Exercise instructions
Can you copy out all of the entries below, changing "flow-rate tally" to "site survey" wherever it occurs and leaving everything else untouched?

Labeled-object pointing entries:
****************************************

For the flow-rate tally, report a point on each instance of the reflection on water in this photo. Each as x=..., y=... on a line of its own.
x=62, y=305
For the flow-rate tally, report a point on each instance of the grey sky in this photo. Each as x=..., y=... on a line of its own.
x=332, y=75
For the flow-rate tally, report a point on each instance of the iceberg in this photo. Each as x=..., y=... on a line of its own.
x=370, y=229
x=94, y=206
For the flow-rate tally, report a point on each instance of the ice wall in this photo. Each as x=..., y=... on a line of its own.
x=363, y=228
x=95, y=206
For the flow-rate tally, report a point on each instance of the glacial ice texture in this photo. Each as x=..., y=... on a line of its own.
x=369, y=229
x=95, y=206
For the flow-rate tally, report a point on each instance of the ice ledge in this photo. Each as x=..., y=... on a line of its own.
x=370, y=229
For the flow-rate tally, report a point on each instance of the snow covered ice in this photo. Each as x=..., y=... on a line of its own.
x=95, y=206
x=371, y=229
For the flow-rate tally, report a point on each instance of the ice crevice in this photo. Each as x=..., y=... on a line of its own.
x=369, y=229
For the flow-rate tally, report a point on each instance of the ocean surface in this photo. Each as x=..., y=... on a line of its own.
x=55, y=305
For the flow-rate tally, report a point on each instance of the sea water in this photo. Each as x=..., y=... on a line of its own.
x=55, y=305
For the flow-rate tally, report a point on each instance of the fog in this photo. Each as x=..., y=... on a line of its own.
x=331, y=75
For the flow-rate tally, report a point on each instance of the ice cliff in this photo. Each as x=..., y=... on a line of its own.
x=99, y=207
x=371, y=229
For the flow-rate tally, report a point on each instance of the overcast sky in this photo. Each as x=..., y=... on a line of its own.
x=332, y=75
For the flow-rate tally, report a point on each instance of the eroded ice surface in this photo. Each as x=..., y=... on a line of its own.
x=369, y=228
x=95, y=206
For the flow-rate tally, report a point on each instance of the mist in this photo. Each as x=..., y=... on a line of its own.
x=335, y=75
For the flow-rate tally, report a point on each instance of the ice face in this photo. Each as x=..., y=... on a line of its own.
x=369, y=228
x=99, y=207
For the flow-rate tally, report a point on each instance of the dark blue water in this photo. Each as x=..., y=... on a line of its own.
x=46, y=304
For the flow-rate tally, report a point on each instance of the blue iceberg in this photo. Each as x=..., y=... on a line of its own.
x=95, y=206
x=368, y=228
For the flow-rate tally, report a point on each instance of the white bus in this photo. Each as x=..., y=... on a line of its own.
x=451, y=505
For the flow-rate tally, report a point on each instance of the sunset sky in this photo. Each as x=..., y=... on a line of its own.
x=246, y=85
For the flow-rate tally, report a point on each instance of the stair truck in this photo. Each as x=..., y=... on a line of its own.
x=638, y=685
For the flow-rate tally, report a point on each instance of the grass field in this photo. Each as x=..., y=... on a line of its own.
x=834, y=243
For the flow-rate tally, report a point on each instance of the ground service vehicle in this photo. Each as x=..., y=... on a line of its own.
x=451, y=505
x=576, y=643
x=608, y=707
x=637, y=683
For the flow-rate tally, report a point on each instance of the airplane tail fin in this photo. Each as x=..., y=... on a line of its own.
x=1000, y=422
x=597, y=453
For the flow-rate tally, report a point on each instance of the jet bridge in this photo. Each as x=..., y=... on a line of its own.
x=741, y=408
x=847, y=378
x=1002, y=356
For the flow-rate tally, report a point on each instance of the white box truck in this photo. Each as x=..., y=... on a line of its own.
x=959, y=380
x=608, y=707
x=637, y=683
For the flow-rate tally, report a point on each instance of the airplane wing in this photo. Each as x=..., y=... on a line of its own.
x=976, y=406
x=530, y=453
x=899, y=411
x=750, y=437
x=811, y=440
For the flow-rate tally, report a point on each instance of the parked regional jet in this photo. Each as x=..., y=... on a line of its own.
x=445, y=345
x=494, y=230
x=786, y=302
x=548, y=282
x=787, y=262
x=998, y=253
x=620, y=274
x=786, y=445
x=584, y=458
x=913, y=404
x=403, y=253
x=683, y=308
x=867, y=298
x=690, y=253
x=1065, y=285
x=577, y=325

****************************************

Complete output
For the site survey, report a point on each instance of the reflection on water in this photo. Each as x=..., y=... on a line of its own.
x=62, y=305
For the site survey, report a point on each instance of the grey sky in this photo. Each as x=..., y=... on a line of its own.
x=332, y=75
For the site survey, report a point on each instance of the iceberg in this photo. Each as x=..., y=... on a line of its own.
x=370, y=229
x=94, y=206
For the site survey, report a point on each instance of the ice wall in this photo. Each as x=..., y=... on a line of its own.
x=363, y=228
x=95, y=206
For the site survey, report a point on each instance of the glacial ice texture in this photo. Each as x=..., y=... on a line of its own.
x=369, y=229
x=95, y=206
For the site survey, report a point on each instance of the ice ledge in this photo. Each as x=..., y=... on a line of its own.
x=370, y=229
For the site survey, report a point on each instance of the snow covered ice in this photo. Each as x=..., y=... on a line of its own.
x=95, y=206
x=371, y=229
For the site survey, report a point on each instance of the ice crevice in this photo. Each as x=..., y=... on a line of its own.
x=369, y=229
For the site survey, report a point on each instance of the ocean surface in this photo. Each as x=..., y=... on a line of its own.
x=55, y=305
For the site survey, report a point on each instance of the sea water in this photo. Each as x=..., y=... on a line of its own.
x=55, y=305
For the site survey, report a point on each instance of the fog in this photo. Each as x=..., y=... on a line of its own.
x=331, y=75
For the site survey, report a point on each instance of the ice cliff in this photo. Each as x=..., y=... on a line of its own.
x=99, y=207
x=371, y=229
For the site survey, report a point on each instance of the overcast sky in this photo. Each as x=..., y=... on a line of its own.
x=332, y=75
For the site survey, report a point on each instance of the eroded ice surface in this photo. Each as x=..., y=... on a line of its own.
x=369, y=228
x=95, y=206
For the site survey, report a point on each instance of the mist in this photo. Each as x=..., y=... on a line of its own.
x=335, y=75
For the site survey, report a point on each instance of the ice face in this photo. Each as x=..., y=... on a line of its own.
x=369, y=228
x=99, y=207
For the site survey, report a point on each instance of the dark blue water in this photo. Each as x=..., y=... on a line of its own.
x=46, y=304
For the site survey, report a point on each instance of the blue iceberg in this photo. Each as x=..., y=... on a line of its own.
x=95, y=206
x=368, y=228
For the site survey, report a point on each instance of the white bus in this photo. Each as x=..., y=... on a line of its own.
x=451, y=505
For the site survey, report a point on each instance of the sunset sky in this photo. Each as x=..., y=... on a line of its own.
x=246, y=85
For the site survey, report a point on each instance of the stair truck in this photo. Each as x=..., y=... on a line of its own.
x=638, y=685
For the site survey, report a point on each instance of the grass field in this photo. Each as x=..., y=... on a line of its own.
x=834, y=243
For the site survey, report a point on each instance of the ground service vehicle in this photo. Each as x=..., y=... on a line of its own.
x=451, y=505
x=576, y=643
x=608, y=707
x=637, y=683
For the site survey, report a point on each instance of the airplane tail fin in this photo. Each as x=..., y=... on a line of its own.
x=1000, y=422
x=597, y=453
For the site survey, report a point on each instance of the jet bridge in this photo. Each as x=..., y=... on a line of its own.
x=741, y=408
x=847, y=378
x=1002, y=356
For the site survey, report a point on each instance of the white box truck in this photo. Each as x=..., y=... on a line of its own.
x=959, y=380
x=608, y=707
x=637, y=683
For the site survey, report a point on each instance of the airplane wing in this photo. Each as x=..., y=... on a line of its own.
x=976, y=406
x=530, y=453
x=899, y=411
x=750, y=437
x=811, y=440
For the site survey, report a point on each instance of the parked regional jet in this photo. Each as x=..., y=... on a line of its own.
x=445, y=345
x=494, y=230
x=786, y=302
x=548, y=282
x=787, y=262
x=998, y=253
x=620, y=274
x=786, y=445
x=584, y=458
x=913, y=404
x=403, y=253
x=683, y=308
x=867, y=298
x=690, y=253
x=1065, y=285
x=577, y=325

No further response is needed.